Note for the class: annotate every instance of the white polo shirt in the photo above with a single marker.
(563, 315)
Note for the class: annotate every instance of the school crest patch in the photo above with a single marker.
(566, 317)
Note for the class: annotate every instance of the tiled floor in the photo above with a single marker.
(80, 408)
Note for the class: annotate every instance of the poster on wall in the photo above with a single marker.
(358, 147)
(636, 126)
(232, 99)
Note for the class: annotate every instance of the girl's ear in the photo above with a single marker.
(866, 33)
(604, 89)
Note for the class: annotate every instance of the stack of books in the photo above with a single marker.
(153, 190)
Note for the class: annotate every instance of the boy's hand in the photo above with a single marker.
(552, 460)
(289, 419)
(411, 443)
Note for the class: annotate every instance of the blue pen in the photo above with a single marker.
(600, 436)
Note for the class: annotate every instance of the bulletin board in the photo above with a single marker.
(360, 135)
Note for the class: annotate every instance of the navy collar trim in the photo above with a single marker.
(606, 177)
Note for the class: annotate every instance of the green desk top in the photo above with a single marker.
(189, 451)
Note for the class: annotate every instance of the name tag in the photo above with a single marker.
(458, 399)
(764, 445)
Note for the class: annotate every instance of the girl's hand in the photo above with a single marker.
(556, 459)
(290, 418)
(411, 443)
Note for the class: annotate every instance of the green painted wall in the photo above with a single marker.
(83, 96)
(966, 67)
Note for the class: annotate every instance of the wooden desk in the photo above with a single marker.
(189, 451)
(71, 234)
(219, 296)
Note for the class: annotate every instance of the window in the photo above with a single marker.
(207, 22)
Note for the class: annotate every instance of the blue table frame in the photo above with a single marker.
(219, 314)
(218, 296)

■ Activity: Everything from the line with "Note for the class: annotate every instance of the window" to the end of the listing above needs to be duplicated exactly, both end lines included, with nothing more.

■ Result:
Note for the class: annotate every instance of the window in the photo above with a single marker.
(207, 22)
Note for the class: annotate every instance of the blue table frame in the photo above with a single marker.
(219, 314)
(218, 296)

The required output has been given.